[Records of labeled boxes]
————

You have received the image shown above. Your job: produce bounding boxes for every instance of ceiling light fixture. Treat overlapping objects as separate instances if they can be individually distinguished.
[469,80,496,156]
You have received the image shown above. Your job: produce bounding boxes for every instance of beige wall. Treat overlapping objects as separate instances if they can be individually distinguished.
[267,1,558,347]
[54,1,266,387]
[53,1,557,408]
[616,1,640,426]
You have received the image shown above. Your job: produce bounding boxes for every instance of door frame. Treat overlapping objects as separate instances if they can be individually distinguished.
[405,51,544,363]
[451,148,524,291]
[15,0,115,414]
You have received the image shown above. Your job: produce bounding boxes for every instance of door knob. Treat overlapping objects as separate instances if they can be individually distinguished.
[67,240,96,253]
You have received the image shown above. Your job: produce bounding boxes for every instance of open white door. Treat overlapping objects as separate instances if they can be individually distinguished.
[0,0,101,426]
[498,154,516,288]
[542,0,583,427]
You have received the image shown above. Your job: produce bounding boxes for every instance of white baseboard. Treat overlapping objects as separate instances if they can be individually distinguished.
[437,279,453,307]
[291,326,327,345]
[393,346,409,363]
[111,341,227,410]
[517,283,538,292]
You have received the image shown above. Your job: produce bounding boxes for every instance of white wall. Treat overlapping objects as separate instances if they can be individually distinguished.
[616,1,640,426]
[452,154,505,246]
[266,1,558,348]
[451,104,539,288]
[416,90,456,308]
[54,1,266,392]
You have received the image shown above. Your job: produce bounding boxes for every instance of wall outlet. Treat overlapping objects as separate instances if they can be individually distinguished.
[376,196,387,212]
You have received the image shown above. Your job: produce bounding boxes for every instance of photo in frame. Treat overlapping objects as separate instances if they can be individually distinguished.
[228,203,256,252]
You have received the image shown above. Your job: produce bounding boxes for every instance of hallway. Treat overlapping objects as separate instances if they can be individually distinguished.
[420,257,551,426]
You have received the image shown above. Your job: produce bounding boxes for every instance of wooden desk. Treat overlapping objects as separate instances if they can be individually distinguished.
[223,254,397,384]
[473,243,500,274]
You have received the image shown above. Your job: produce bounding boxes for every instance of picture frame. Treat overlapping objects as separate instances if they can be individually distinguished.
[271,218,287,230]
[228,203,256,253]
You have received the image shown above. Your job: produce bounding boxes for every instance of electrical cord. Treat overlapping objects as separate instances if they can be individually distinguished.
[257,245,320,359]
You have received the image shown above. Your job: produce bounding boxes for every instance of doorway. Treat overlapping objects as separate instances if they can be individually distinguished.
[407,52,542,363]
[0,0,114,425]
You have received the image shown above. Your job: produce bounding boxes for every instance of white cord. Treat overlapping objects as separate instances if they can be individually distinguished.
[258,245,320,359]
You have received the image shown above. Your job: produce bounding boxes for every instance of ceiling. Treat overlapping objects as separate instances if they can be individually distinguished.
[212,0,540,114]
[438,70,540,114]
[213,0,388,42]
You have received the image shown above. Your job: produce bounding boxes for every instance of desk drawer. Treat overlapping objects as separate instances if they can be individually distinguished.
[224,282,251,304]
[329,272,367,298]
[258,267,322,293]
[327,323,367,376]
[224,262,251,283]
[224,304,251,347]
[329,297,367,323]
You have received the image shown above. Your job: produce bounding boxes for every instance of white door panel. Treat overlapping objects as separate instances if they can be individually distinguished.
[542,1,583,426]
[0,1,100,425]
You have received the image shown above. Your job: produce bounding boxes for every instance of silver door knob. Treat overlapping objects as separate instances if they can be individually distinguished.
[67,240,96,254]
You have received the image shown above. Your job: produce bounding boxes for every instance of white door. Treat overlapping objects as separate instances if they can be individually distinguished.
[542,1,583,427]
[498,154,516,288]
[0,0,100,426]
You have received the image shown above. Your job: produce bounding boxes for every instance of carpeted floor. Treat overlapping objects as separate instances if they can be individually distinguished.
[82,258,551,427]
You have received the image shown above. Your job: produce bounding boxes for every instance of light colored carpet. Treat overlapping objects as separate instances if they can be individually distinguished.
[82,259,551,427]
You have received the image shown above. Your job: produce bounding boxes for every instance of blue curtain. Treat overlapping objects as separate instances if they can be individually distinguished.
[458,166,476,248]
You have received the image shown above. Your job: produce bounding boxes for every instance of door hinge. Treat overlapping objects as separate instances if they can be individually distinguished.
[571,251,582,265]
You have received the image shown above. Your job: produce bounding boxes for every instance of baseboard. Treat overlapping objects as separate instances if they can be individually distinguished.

————

• [What is required] Copy every one of the records above line for line, with no changes.

• [Exercise output]
You have received the image shown above. Your job: produce bounding boxes for every instance of ceiling light fixture. Treat overlapping objects as separate instances if they can be individually distinguished.
[469,80,496,156]
You have received the image shown above. Your job: produce bounding boxes for every instance of beige wall. Treat overlapping objects as separate instances if they can be individually distinguished.
[267,1,558,347]
[54,1,266,387]
[53,1,557,408]
[616,1,640,426]
You have received the image shown above. Your job: produce bounding boxes for every instance of door frame. Treat overlapping objects as separate instances if they can be individually distinguished.
[405,51,544,363]
[451,148,524,291]
[15,0,115,414]
You have received the image shown above. Your job: produce bounding boxes for every instance of door knob. Treat overlapping objects as separate instances if they can be individually distinguished.
[67,240,96,253]
You have received the image shown above. Your job: produce bounding boxes for every instance of open white door. Treat overlapping objects as separate instances if they can be individually distinguished.
[0,0,101,426]
[498,154,516,288]
[542,0,583,427]
You have received the image shown above. Your job: produce bounding boxes for every instance of white baseboard. Treat overlapping objects as separate instances if they can be individually distinguished.
[437,279,453,307]
[291,326,327,345]
[393,346,409,363]
[111,341,227,410]
[517,283,538,292]
You have received the image shown above. Your job: produce bounding boxes for every instance of white wall. Treat overlapping objects as separate instances if they can be individually distinguished.
[616,1,640,426]
[452,154,505,246]
[266,1,558,348]
[451,104,539,288]
[416,90,456,308]
[54,1,266,392]
You have received the image shown above. Your job: produce bounding boxes for every instance of wall outlet. Treat overlapping objects as separate instances if they can be individually distinguished.
[376,196,387,212]
You have received the image shown above. Your job: produce bounding boxes for every instance of photo in frame. Treat overlapping objects as separate instances if they can be individually distinguished.
[228,203,256,252]
You have received the image shown above. Your job: produce bounding boxes for every instance of hallway. Treat overlapping objects as separate instances if they can be individually distinguished.
[420,257,551,426]
You have received the image shown above. Your job: produce bounding boxes for every instance of wooden desk. Treat overlapping objects as separate instances if they can be individually distinguished.
[223,254,397,384]
[473,243,500,274]
You have received the image shown above. Your job: produce bounding boxes for every instance of picture frame. Treat overlapping objects as separate instances if they can be individually distinguished.
[271,218,287,230]
[228,203,256,253]
You have received the image shown above. Your job: produce bounding boxes for every instance of electrical cord. Treat overlapping objects as separate instances if they can be individually distinguished.
[257,245,320,359]
You have received the image shown above. Your job: produce bounding boxes for every instance of doorway. Treat overlapping objects as separate instances if they can be individually distinguished.
[407,52,542,363]
[0,0,114,425]
You have received the image shown above. Your job: produce bounding boxes for every instance of white cord. Treat overlapping objects as separate instances if they can be individually distinguished.
[258,245,320,359]
You have received the image shown above. Your job: produce bounding boxes for every instance of ceiling. Treat overlapping objects as separate instances if they can be individually distinguished.
[212,0,540,114]
[438,70,540,114]
[213,0,388,42]
You have received the image shown above. Your job: produce bounding boxes for every instance of desk drawer. Treat overlapping objects as separate instances if they can be individually distinguished.
[224,282,251,304]
[329,272,367,298]
[258,267,322,293]
[327,323,367,376]
[224,262,251,283]
[224,304,251,347]
[329,297,367,323]
You have received the image shown above. Your job: produce bounding boxes for every instance of white door panel. Treat overlapping objects as separate instances if they can be individually distinguished.
[542,1,583,426]
[0,1,100,425]
You have received the image shown above. Your job: produce bounding boxes for every instance of silver door knob. Treat overlapping objects as separate instances if they can be individually distinguished.
[67,240,96,254]
You have received the image shown above. Your job: produce bounding boxes for every instance of white door. Treat overlapping objects as separate instances if they can be individually distinguished.
[542,1,583,427]
[498,154,516,288]
[0,0,100,426]
You have received the image shown above. Your job: produce bounding boxes for every instance of carpeted floor. Treat overlapping objects as separate instances if they can be individually distinguished.
[82,258,551,427]
You have received the image shown above. Your job: produce bounding boxes for every instance of light colored carpet. Treat overlapping objects as separate instances if they can be individually distinguished.
[82,259,551,427]
You have received the image shown above. Your job: produce bounding boxes for every instance of blue curtain. Treat overlapping objects as separate instances if they can be individually distinguished.
[458,166,476,248]
You have received the image shown above. Your job: produce bounding boxes for every instance of door hinge. Treat overlapping objects as separate instances if they can be individually distinguished.
[571,251,582,265]
You have received the image shown above. Your job: produce bounding boxes for every instance of baseboard. Treat overlapping objects as separate instances if they can be individually distinguished.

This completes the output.